» **Required action**
Output every entry exactly as it appears.

══ Material to process ══

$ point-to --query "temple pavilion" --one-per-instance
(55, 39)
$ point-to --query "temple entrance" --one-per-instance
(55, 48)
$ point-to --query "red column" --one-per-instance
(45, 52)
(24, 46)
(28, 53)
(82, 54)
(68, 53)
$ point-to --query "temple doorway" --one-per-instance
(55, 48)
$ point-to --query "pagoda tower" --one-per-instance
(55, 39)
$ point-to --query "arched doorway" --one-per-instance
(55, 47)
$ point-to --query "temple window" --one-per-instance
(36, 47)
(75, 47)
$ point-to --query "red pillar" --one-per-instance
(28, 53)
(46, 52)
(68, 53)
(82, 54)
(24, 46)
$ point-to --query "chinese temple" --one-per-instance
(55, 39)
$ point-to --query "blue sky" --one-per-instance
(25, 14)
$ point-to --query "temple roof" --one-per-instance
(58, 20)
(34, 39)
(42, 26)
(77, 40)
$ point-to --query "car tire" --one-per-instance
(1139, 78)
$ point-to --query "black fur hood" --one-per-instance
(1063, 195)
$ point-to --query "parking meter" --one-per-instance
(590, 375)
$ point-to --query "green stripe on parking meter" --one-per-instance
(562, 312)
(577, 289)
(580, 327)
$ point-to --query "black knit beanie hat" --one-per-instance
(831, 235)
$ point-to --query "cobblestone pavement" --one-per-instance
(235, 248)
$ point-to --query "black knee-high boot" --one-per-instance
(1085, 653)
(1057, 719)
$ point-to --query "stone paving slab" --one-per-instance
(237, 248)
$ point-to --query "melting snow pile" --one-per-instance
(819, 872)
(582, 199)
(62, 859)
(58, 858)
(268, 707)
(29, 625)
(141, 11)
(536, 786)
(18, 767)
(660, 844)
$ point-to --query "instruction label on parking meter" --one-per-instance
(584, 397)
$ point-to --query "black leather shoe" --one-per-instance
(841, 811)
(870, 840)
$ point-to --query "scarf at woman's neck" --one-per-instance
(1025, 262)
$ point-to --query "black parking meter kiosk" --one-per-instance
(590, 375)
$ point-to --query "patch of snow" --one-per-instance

═══

» **Response to this exercise**
$ point-to --query "temple pavilion" --one-per-instance
(55, 39)
$ point-to --query "temple entrance" --one-per-instance
(55, 48)
$ point-to --query "red column" --one-per-instance
(45, 52)
(24, 46)
(28, 53)
(82, 54)
(68, 53)
$ point-to --query "temple doorway" --one-per-instance
(55, 48)
$ point-to --query "pagoda tower" --one-per-instance
(55, 39)
$ point-to --query "arched doorway" --one-per-instance
(55, 47)
$ point-to --query "temple window" --one-per-instance
(36, 47)
(75, 47)
$ point-to --query "red pillar" --one-per-instance
(28, 53)
(46, 52)
(68, 53)
(82, 54)
(24, 46)
$ point-to --query "chinese temple" --one-per-instance
(55, 39)
$ point-to --query "blue sky" --one-per-instance
(25, 14)
$ point-to --query "temple roof" --one-per-instance
(58, 20)
(34, 39)
(42, 26)
(77, 40)
$ point-to --query "car tire" --one-per-instance
(1139, 78)
$ point-to --query "black fur hood" --one-per-instance
(1063, 195)
$ point-to --query "parking meter" --one-per-instance
(590, 375)
$ point-to --query "green stripe on parking meter" --one-per-instance
(562, 312)
(577, 289)
(580, 327)
$ point-to --query "black knit beanie hat" --one-per-instance
(831, 235)
$ point-to --query "cobblestone pavement" --one-per-instance
(235, 248)
$ point-to --query "black knee-high boot" --one-per-instance
(1085, 653)
(1057, 719)
$ point-to --query "stone paving slab" --one-per-instance
(237, 248)
$ point-to --query "melting snow pile" --one-per-instance
(819, 872)
(582, 199)
(62, 859)
(58, 858)
(268, 707)
(29, 625)
(141, 11)
(536, 786)
(18, 767)
(660, 844)
$ point-to --query "instruction label on parking meter" --one-per-instance
(584, 397)
$ point-to --query "black leather shoe" --one-per-instance
(841, 811)
(870, 840)
$ point-to --query "scarf at woman's neck" --one-per-instance
(1025, 262)
$ point-to --query "black parking meter kiosk" --one-per-instance
(590, 375)
$ point-to --query "patch of snow" --one-per-instance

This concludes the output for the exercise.